**THE REQUEST**.
Update the records below by replacing every occurrence of "Reviewer note" with "Annotator note", leaving everything else unchanged.

**Stored entries**.

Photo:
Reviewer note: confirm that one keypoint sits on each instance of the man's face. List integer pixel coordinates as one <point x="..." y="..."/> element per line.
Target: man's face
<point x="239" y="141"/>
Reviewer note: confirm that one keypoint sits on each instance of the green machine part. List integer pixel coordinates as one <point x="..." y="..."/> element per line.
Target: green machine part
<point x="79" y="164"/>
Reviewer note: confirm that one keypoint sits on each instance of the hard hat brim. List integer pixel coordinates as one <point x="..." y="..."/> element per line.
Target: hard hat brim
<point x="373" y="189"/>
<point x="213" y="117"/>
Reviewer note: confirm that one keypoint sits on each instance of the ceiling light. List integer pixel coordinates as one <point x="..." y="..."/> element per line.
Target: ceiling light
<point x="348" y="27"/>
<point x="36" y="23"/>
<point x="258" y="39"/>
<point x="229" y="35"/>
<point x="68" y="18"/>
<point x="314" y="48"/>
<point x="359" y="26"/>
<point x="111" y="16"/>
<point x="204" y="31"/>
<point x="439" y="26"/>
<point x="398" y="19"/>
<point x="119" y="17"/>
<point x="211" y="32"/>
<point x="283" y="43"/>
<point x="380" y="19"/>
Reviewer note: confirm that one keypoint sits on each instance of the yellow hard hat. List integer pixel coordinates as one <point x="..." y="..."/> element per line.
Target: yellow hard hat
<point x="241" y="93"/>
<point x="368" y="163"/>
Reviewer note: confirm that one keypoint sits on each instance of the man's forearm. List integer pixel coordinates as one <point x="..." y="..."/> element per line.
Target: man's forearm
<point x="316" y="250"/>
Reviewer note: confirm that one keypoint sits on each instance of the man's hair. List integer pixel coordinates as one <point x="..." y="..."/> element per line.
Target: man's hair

**TASK RESPONSE**.
Photo:
Annotator note: confirm that one keypoint sits on each instance of the man's face. List integer pixel coordinates as one <point x="..." y="..."/> element per line.
Target: man's face
<point x="239" y="141"/>
Annotator note: confirm that one keypoint sits on each instance of the green machine part. List integer pixel coordinates as one <point x="..." y="..."/> element per line.
Target: green machine part
<point x="79" y="164"/>
Annotator note: confirm that one keypoint sits on each instance of the hard hat brim. List integer pixel coordinates as one <point x="..." y="..."/> element per line.
Target: hard hat brim
<point x="373" y="189"/>
<point x="213" y="117"/>
Annotator note: confirm that one keypoint sits on each instance of the ceiling light. List integer pixel coordinates as one <point x="..." y="..."/> element per line.
Target: ceiling light
<point x="348" y="27"/>
<point x="36" y="23"/>
<point x="258" y="39"/>
<point x="229" y="35"/>
<point x="68" y="18"/>
<point x="314" y="48"/>
<point x="359" y="26"/>
<point x="111" y="16"/>
<point x="204" y="31"/>
<point x="439" y="26"/>
<point x="398" y="19"/>
<point x="119" y="17"/>
<point x="211" y="32"/>
<point x="283" y="43"/>
<point x="380" y="19"/>
Annotator note: confirm that one keypoint sits on each instance of the yellow hard hat. List integer pixel coordinates as one <point x="..." y="..."/> element per line.
Target: yellow hard hat
<point x="241" y="93"/>
<point x="368" y="163"/>
Annotator note: confirm that one keypoint sits on each instance of the man's forearm. List integer pixel coordinates as one <point x="..." y="..."/> element per line.
Target: man's forearm
<point x="316" y="250"/>
Annotator note: confirm that one keypoint sits on each instance of the man's hair. List integer pixel coordinates as one <point x="..." y="..."/> element per line.
Target: man's hair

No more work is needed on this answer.